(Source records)
— Start —

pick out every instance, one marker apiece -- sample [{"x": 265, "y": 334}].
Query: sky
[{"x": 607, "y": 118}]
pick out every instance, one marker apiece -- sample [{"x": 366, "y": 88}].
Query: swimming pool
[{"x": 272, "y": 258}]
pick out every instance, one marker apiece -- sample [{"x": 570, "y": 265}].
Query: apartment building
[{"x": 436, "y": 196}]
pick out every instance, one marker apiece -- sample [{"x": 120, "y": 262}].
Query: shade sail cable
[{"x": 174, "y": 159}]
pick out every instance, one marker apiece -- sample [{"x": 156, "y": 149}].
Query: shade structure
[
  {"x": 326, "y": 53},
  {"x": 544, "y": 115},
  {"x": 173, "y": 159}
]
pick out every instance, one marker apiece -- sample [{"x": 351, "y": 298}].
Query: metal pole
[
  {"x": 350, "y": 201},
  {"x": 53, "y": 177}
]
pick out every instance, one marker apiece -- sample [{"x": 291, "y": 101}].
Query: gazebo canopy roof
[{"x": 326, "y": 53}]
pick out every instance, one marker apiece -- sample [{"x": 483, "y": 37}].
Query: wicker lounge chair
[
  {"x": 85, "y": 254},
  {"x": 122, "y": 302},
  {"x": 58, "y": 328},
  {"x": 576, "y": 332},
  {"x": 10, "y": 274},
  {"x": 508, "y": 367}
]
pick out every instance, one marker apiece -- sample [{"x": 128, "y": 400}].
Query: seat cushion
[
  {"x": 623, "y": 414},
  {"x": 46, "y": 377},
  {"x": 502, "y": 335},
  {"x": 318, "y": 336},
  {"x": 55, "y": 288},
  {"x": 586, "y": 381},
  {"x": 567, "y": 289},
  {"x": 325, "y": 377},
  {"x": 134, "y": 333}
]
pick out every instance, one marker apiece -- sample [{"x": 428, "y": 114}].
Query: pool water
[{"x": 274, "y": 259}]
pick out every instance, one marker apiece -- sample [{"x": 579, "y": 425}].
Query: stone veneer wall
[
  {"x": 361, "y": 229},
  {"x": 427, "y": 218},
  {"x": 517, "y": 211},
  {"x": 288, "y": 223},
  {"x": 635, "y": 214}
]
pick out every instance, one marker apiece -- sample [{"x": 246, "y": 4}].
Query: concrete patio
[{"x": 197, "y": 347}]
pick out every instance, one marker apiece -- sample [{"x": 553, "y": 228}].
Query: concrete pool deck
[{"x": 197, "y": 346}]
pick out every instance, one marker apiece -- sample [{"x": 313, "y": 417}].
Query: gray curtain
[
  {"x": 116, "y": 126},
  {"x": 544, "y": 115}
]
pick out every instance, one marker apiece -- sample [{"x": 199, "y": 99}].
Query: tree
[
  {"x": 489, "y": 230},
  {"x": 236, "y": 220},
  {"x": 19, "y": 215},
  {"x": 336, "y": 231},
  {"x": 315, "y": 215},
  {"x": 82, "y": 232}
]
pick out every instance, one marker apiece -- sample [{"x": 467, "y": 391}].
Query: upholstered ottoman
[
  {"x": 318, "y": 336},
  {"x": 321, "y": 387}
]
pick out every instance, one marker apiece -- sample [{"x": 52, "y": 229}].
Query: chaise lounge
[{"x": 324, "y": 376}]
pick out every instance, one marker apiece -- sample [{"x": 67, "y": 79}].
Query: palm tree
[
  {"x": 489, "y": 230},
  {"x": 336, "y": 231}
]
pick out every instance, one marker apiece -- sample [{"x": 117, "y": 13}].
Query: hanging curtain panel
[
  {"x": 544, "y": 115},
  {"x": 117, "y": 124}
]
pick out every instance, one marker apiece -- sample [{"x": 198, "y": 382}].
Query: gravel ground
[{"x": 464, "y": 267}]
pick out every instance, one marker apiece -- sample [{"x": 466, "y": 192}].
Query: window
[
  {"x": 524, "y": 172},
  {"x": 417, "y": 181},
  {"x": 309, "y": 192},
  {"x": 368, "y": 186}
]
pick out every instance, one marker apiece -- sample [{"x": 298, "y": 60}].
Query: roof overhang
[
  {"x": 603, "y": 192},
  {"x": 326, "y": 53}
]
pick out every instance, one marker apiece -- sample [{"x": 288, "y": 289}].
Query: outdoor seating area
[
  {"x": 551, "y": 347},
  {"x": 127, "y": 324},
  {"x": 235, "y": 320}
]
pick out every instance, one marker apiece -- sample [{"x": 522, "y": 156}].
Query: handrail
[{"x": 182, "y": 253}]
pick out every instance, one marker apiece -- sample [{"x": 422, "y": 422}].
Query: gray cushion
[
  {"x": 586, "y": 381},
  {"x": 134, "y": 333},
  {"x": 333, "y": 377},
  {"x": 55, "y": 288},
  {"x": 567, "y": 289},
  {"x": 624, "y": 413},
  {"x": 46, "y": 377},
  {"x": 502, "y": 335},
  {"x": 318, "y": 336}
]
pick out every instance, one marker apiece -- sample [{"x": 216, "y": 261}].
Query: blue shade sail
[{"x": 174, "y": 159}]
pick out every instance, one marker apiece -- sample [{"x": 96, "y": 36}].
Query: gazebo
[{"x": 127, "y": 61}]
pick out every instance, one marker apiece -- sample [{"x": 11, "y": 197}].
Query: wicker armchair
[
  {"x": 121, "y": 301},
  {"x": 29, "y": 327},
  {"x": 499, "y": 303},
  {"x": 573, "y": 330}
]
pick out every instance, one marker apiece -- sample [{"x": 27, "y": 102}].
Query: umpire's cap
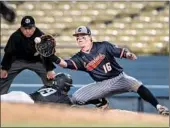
[
  {"x": 28, "y": 21},
  {"x": 82, "y": 30}
]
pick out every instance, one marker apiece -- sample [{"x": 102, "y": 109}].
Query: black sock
[{"x": 147, "y": 95}]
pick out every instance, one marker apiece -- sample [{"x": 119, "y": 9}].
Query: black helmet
[{"x": 62, "y": 81}]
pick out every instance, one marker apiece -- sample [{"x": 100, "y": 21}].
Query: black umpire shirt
[{"x": 20, "y": 47}]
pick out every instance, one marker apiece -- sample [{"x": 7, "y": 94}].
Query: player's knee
[{"x": 78, "y": 100}]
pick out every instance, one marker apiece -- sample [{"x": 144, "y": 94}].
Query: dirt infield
[{"x": 63, "y": 116}]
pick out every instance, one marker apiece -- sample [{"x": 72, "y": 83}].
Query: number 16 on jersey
[{"x": 107, "y": 67}]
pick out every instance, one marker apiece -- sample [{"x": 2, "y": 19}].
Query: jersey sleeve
[
  {"x": 75, "y": 62},
  {"x": 9, "y": 52},
  {"x": 114, "y": 50}
]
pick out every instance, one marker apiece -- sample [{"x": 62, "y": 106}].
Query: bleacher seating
[{"x": 143, "y": 27}]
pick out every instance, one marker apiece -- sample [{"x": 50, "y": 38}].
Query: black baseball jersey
[
  {"x": 100, "y": 62},
  {"x": 48, "y": 94}
]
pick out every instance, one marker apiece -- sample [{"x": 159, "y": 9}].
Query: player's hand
[
  {"x": 55, "y": 59},
  {"x": 51, "y": 75},
  {"x": 4, "y": 74},
  {"x": 131, "y": 56}
]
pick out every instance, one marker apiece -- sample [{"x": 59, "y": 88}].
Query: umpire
[{"x": 20, "y": 55}]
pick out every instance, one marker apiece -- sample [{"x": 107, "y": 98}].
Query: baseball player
[
  {"x": 98, "y": 59},
  {"x": 55, "y": 92}
]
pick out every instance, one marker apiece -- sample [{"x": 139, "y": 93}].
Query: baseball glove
[{"x": 45, "y": 45}]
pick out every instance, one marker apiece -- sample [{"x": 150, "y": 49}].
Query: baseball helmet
[{"x": 62, "y": 81}]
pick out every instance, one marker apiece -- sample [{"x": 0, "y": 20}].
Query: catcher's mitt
[{"x": 45, "y": 45}]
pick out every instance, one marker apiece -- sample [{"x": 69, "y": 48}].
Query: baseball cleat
[
  {"x": 104, "y": 105},
  {"x": 163, "y": 110}
]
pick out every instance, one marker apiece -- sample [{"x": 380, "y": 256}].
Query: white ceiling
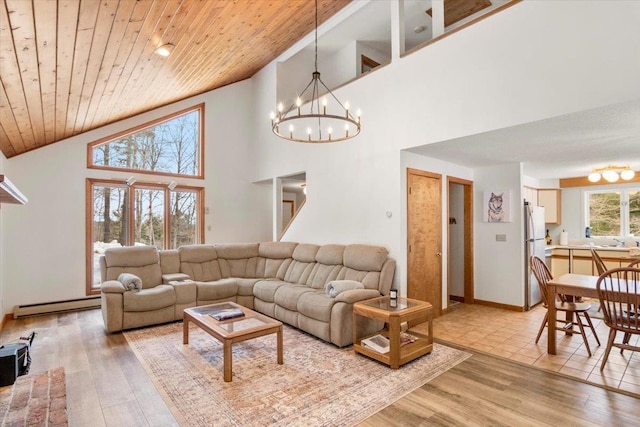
[{"x": 560, "y": 147}]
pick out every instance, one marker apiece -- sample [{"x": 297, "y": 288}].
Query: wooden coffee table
[
  {"x": 395, "y": 313},
  {"x": 229, "y": 332}
]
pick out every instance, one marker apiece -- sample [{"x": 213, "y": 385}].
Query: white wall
[
  {"x": 456, "y": 240},
  {"x": 499, "y": 266},
  {"x": 500, "y": 72},
  {"x": 43, "y": 242}
]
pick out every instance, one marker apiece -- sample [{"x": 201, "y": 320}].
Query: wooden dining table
[{"x": 577, "y": 285}]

— End —

Gather every line of the records that contains the word "gray", with case counting.

Query: gray curtain
Query: gray cushion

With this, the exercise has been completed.